» **Given passage**:
■ ■ ■
A chemical commonly found in food and drink packaging has the potential to affect embryonic brain development, say US scientists.
The chemical, Bisphenol A, can be found in the lining of food and drink packaging, including some plastic bottles and in the lining of metal cans. It is used to protect against contamination and extend the content's shelf life.
Known as BPA, the chemical has also been found in some baby bottles. Last year the federal government announced a voluntary phase-out of BPA use in polycarbonate baby bottles.
Outlined in the journal Proceedings of the National Academy of Sciences on Tuesday, the study got pregnant mice to ingest the chemical and then studied the neurons from the offspring to establish the effect of BPA on brain development.
"Our study found that BPA may impair the development of the central nervous system," said neurologist and lead author Wolfgang Liedtke from Duke University. "[It] raises the question as to whether exposure could predispose animals and humans to neurodevelopmental disorders."
The chemical was capable of oppressing a gene vital to nerve cell function and to the development of the central nervous system. However local researchers said the amounts of BPA studied did not reflect normal consumption rates.
Neuroendocrinologist Wah Chin Boon from the Florey Institute of Neuroscience and Mental Health said the dosage used in the study was 20 times higher than the amount approved by Australian, New Zealand and American food standards bodies.
"The approved level is a lot higher than what someone would consume anyway, so it is very unlikely someone would consume that volume," Dr Boon said.
Australia, New Zealand and America have the same maximum consumption standard for BPA at 50 micrograms per kilogram of body weight per day.
The American study used 10 milligrams per kilogram per day.
"I don't think a person could consume that much," she said.
A senior lecturer at Adelaide University's faculty of medicine, Dr Ian Musgrave, agreed, saying while the research threw light on aspects of gene regulation, it was not relevant to human exposure to the chemical.
But Dr Boon said as a scientific study, it was useful to learn about the mechanisms at play because while BPA has been shown to affect the developing nervous system, little is known about how this occurs.
"This research shows that if the dose is high enough it can shut down the sodium channel, which is important for brain development" she said.
The chemical has raised questions before - mainly whether exposure to it can predispose people to a range of health problems including reproductive and immune system disorders, cancer and obesity.
Food Standards Australia New Zealand says an "extremely large amount" of food and drink would need to be consumed to even reach a tolerable daily intake for BPA.
A survey by consumer group Choice found that a nine-month old baby weighing nine kilograms would have to eat more than one kilogram of canned baby custard containing BPA each day to reach the tolerable level. And that was assuming the custard contained the highest level of the chemical.
■ ■ ■
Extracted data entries
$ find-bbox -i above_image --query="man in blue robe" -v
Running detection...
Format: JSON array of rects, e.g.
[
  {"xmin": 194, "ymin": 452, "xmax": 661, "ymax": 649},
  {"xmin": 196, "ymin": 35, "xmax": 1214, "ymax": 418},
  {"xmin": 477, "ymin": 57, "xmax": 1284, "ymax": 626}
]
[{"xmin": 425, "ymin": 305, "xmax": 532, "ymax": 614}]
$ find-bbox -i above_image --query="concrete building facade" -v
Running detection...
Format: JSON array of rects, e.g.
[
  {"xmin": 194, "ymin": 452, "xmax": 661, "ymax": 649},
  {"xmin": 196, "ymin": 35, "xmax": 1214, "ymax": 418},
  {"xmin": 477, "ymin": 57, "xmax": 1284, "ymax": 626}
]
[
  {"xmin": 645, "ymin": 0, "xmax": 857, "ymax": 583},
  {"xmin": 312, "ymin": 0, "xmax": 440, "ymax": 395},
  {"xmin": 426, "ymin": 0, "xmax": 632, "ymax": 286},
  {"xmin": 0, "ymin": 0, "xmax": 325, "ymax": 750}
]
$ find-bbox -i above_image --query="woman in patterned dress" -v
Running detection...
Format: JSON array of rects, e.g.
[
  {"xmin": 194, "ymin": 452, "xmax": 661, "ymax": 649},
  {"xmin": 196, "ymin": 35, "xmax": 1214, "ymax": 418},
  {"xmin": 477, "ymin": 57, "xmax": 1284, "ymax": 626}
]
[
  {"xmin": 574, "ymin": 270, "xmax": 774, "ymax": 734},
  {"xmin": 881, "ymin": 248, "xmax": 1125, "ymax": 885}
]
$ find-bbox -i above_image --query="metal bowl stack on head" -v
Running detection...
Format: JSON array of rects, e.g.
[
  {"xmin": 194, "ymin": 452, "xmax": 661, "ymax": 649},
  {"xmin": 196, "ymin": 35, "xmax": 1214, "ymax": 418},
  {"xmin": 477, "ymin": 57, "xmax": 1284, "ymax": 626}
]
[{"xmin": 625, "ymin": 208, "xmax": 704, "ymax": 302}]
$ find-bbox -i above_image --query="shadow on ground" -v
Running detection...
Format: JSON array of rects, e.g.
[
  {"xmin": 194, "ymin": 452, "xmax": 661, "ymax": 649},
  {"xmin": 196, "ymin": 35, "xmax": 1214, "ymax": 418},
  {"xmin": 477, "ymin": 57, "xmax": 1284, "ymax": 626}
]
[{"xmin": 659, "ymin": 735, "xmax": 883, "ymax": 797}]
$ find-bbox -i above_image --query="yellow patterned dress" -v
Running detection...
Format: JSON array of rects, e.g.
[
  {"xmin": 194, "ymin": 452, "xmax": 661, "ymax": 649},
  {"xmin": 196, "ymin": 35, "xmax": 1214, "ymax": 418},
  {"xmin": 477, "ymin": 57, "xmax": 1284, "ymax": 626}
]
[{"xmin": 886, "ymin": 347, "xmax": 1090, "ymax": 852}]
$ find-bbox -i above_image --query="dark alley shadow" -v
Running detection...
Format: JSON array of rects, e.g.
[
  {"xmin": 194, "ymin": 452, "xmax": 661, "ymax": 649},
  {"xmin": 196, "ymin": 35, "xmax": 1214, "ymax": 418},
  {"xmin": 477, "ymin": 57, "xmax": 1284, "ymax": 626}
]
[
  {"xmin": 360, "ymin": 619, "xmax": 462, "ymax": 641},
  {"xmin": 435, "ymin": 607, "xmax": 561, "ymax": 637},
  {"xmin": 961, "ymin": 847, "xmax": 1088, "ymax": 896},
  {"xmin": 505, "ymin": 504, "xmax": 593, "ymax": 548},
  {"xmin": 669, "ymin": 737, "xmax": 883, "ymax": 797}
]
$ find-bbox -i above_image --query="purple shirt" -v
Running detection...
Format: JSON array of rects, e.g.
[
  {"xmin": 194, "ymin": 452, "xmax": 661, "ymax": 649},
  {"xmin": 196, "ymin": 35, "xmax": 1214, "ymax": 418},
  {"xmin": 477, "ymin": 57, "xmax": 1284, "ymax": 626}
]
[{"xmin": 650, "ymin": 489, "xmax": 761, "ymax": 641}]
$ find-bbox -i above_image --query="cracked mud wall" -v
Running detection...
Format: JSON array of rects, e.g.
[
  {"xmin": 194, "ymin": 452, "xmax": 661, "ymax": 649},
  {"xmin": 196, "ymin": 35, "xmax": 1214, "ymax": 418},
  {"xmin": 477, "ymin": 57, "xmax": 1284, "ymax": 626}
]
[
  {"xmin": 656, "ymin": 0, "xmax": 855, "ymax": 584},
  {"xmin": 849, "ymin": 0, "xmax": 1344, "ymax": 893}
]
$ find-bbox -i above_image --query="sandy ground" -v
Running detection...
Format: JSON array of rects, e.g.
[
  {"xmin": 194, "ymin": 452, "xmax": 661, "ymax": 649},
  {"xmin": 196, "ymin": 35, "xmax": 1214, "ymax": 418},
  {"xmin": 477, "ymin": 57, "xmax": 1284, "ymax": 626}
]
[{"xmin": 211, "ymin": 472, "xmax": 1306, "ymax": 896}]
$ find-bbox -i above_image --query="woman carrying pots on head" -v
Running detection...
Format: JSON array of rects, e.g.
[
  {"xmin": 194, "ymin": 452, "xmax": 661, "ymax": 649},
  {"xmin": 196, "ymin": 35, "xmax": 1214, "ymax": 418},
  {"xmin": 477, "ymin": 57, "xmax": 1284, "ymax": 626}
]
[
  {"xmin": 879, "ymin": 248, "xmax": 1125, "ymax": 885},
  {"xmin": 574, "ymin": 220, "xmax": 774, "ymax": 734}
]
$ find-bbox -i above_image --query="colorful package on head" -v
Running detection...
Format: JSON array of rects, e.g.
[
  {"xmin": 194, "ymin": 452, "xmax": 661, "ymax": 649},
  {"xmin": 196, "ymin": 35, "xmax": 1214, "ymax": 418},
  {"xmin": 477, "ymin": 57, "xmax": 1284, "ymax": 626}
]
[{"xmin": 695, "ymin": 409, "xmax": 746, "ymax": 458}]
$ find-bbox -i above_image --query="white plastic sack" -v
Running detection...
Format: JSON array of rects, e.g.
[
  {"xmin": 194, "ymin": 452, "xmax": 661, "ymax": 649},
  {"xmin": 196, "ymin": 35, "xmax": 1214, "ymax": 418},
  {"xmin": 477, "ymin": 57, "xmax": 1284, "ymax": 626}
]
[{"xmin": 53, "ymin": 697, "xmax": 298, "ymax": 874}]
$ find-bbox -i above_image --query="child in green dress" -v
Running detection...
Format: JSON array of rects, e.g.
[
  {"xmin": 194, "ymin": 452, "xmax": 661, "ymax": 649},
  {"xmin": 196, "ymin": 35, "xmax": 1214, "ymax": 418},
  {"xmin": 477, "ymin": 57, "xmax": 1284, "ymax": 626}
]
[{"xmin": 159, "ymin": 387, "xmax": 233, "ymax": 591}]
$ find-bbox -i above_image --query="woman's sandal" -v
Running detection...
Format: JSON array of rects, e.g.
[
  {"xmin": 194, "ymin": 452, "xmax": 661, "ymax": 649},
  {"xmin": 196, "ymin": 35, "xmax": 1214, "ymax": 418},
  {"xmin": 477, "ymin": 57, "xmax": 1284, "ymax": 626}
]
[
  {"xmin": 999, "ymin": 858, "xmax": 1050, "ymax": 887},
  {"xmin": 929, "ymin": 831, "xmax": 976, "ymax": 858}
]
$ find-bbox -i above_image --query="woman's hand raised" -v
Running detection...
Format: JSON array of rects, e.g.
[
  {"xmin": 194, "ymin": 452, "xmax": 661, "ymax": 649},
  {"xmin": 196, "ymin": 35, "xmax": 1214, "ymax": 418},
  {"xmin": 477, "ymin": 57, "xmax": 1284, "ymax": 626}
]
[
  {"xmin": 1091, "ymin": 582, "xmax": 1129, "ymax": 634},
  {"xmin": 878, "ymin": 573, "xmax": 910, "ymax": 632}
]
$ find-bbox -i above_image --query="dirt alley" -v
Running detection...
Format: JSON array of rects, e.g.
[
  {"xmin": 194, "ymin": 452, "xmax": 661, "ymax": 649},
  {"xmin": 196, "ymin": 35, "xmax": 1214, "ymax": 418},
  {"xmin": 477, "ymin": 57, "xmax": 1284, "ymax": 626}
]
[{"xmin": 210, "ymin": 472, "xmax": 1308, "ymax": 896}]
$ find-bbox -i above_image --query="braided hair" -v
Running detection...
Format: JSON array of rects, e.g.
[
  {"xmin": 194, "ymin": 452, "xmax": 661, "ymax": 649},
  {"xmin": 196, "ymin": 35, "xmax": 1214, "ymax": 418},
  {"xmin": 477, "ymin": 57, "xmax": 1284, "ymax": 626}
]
■ ■ ■
» **What to do**:
**a.** Copy the BPA article between "The chemical was" and "kilogram per day.", inclusive, and switch "dosage" to "amount".
**b.** According to the BPA article, what maximum consumption standard for BPA do Australia, New Zealand and America share?
The listing is separate from the BPA article and stands as its own material.

» **Written responses**:
**a.**
The chemical was capable of oppressing a gene vital to nerve cell function and to the development of the central nervous system. However local researchers said the amounts of BPA studied did not reflect normal consumption rates.
Neuroendocrinologist Wah Chin Boon from the Florey Institute of Neuroscience and Mental Health said the amount used in the study was 20 times higher than the amount approved by Australian, New Zealand and American food standards bodies.
"The approved level is a lot higher than what someone would consume anyway, so it is very unlikely someone would consume that volume," Dr Boon said.
Australia, New Zealand and America have the same maximum consumption standard for BPA at 50 micrograms per kilogram of body weight per day.
The American study used 10 milligrams per kilogram per day.

**b.** 50 micrograms per kilogram of body weight per day.